**What the task requires:**
Count the lines below that hold "gray". Give the number without comment.

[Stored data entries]
>>>

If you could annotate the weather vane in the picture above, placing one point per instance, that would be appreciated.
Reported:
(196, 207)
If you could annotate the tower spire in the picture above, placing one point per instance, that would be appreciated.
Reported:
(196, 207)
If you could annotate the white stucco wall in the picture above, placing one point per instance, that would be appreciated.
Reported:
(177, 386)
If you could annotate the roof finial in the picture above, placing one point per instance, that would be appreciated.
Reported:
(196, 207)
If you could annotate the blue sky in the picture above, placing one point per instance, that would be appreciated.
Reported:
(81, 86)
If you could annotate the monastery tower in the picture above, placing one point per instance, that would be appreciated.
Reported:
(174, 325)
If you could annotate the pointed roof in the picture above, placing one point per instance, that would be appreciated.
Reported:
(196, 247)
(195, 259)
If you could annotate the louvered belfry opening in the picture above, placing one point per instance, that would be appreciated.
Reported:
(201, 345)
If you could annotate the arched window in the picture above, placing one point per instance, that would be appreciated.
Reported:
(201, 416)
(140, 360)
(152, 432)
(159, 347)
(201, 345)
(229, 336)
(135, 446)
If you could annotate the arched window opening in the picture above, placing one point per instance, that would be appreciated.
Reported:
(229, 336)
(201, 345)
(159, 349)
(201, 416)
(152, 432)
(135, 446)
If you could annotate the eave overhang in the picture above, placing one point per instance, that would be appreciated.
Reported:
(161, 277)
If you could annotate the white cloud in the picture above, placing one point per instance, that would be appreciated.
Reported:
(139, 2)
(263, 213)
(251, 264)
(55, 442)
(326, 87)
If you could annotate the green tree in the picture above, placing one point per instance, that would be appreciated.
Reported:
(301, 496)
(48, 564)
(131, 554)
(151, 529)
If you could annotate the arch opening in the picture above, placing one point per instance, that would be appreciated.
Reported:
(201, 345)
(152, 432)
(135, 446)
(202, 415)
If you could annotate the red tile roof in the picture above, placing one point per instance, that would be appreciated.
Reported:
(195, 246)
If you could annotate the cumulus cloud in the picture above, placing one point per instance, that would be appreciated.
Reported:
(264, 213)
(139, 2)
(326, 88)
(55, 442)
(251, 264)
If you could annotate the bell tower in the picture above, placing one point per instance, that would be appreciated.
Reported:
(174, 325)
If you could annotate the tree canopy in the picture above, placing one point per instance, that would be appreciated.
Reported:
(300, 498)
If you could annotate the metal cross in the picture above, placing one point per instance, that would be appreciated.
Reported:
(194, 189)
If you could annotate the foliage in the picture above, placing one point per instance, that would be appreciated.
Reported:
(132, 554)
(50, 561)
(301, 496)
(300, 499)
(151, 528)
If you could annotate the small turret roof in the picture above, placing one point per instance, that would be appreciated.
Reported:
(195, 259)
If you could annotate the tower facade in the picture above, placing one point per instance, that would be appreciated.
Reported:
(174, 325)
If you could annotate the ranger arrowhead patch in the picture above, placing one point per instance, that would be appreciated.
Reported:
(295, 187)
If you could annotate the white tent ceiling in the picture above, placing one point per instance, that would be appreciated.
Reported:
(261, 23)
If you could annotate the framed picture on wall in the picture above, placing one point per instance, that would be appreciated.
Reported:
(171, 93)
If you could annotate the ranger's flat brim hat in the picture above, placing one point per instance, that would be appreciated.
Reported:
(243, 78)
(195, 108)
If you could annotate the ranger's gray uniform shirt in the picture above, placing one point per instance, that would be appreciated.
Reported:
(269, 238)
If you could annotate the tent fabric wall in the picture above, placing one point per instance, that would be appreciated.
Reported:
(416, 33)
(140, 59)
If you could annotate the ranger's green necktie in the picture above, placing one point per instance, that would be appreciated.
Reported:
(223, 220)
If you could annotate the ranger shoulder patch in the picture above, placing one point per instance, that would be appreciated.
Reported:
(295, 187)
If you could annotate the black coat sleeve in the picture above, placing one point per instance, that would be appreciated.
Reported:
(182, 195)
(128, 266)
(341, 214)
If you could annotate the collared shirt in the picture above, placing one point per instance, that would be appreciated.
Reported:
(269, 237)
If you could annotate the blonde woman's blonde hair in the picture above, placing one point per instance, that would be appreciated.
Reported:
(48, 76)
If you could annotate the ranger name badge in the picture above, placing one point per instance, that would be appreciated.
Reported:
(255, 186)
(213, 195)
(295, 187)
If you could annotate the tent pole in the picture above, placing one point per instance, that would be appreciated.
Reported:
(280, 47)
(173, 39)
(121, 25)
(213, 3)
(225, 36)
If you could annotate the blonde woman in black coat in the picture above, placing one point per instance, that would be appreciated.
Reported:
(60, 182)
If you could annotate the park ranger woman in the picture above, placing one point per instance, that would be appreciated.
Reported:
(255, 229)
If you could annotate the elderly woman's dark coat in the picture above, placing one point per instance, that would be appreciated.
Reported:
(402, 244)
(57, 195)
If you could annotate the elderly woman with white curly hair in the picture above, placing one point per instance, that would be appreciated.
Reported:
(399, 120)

<<<
>>>

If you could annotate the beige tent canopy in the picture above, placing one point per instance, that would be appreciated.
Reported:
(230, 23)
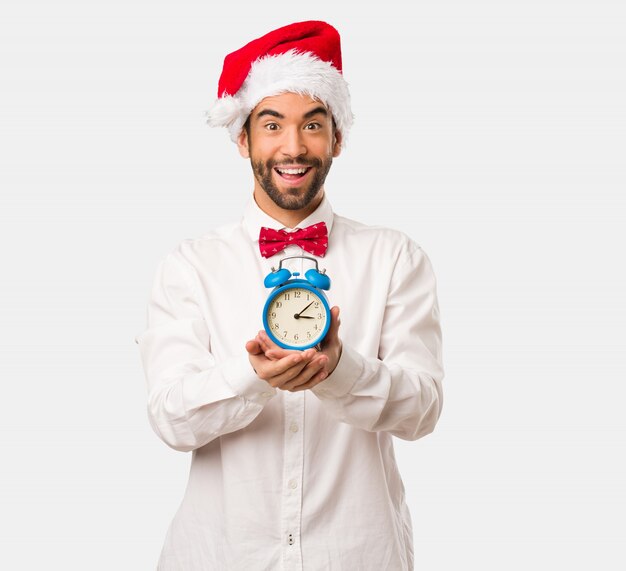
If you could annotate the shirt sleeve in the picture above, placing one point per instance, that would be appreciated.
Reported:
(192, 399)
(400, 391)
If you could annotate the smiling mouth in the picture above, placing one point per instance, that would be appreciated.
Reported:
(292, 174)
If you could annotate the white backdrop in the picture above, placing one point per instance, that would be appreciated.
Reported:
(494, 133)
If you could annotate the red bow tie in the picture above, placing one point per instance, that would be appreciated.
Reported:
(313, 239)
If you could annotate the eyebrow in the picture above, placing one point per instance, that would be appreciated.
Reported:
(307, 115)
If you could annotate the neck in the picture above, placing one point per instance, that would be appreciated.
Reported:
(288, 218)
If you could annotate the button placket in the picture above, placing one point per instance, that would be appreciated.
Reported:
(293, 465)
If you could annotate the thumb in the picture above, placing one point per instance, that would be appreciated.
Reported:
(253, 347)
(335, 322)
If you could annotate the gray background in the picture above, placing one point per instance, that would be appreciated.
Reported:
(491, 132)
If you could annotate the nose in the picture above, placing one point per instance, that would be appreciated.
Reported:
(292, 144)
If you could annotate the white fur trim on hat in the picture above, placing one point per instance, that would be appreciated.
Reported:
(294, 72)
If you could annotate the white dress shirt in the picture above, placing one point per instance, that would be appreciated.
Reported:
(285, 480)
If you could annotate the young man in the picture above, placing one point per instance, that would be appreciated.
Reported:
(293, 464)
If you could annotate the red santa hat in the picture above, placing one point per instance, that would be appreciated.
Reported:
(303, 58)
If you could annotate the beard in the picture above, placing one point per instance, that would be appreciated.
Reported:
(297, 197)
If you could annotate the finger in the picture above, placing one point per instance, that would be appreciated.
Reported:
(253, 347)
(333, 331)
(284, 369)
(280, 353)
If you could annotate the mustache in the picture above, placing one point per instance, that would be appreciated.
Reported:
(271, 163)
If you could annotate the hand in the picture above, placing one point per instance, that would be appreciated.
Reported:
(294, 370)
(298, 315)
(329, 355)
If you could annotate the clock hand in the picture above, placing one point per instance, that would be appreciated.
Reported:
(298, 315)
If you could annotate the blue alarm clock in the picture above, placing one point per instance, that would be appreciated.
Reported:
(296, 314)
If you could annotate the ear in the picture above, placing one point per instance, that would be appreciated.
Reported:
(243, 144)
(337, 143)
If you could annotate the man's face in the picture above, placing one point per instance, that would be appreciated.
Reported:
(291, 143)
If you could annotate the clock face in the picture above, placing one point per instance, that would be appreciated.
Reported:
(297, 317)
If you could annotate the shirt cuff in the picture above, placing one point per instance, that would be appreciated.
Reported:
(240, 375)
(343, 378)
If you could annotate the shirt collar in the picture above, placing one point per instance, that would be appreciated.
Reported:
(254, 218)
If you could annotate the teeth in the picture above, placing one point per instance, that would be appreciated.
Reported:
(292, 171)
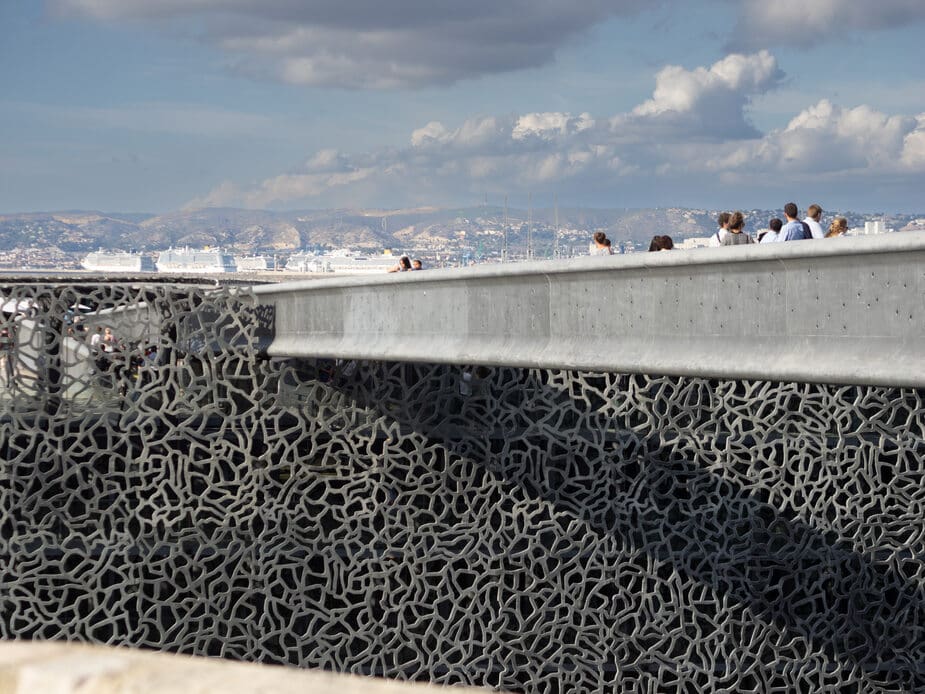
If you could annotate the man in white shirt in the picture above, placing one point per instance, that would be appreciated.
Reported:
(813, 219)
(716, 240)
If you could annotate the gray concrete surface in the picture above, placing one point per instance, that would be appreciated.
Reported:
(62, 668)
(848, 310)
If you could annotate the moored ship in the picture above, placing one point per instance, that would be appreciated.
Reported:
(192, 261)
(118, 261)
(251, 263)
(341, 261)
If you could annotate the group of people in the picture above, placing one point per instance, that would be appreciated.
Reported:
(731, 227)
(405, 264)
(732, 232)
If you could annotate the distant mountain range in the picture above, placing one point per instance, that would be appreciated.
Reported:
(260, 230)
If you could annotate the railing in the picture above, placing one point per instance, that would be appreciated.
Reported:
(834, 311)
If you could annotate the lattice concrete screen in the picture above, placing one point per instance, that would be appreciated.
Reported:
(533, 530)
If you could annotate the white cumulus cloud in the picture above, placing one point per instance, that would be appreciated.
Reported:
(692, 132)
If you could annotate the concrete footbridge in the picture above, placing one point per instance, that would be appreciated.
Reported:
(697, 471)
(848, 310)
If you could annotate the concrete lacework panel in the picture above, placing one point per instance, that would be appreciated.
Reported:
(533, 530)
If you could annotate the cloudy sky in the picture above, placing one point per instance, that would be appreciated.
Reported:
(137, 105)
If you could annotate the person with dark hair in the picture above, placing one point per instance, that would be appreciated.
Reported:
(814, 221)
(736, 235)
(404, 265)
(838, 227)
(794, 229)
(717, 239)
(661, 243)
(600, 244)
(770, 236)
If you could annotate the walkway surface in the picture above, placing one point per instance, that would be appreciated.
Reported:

<<<
>>>

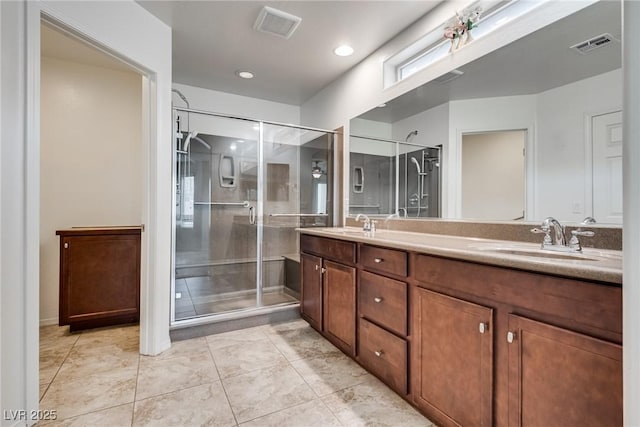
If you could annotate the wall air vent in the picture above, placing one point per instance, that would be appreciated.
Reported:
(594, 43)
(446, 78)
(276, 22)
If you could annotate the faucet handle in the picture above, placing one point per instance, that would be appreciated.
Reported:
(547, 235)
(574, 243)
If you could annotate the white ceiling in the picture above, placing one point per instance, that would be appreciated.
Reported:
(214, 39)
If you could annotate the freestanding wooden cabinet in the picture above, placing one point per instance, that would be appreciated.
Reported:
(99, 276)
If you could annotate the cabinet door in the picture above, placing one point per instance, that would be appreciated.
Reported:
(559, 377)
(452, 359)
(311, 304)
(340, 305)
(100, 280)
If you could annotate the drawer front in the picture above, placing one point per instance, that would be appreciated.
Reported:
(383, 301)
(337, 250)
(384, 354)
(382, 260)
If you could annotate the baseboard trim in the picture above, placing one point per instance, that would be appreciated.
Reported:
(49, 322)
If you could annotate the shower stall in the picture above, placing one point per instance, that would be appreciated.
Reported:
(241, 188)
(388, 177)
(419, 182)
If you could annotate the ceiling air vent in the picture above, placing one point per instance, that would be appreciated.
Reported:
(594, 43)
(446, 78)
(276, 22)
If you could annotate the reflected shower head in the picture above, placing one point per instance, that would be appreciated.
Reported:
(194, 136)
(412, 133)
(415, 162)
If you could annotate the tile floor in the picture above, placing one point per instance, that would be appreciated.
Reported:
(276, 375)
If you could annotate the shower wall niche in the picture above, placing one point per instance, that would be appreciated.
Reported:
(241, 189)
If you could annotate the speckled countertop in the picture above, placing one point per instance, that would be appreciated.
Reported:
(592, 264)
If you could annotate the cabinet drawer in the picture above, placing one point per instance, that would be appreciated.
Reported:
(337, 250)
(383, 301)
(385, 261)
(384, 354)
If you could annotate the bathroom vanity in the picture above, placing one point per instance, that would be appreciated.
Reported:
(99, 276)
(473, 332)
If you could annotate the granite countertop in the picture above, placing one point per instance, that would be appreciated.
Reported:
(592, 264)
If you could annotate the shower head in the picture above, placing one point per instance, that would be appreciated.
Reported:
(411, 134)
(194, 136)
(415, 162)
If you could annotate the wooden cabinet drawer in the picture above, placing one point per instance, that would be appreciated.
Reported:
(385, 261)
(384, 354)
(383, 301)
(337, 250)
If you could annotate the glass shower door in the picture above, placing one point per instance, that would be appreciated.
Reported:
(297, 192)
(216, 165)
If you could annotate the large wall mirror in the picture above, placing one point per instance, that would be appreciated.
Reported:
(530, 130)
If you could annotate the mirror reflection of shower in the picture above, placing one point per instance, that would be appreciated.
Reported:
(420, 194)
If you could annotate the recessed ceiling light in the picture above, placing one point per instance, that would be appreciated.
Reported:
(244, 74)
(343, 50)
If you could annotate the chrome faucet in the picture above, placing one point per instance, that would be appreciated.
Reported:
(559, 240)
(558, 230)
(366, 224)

<<<

**Task response:**
3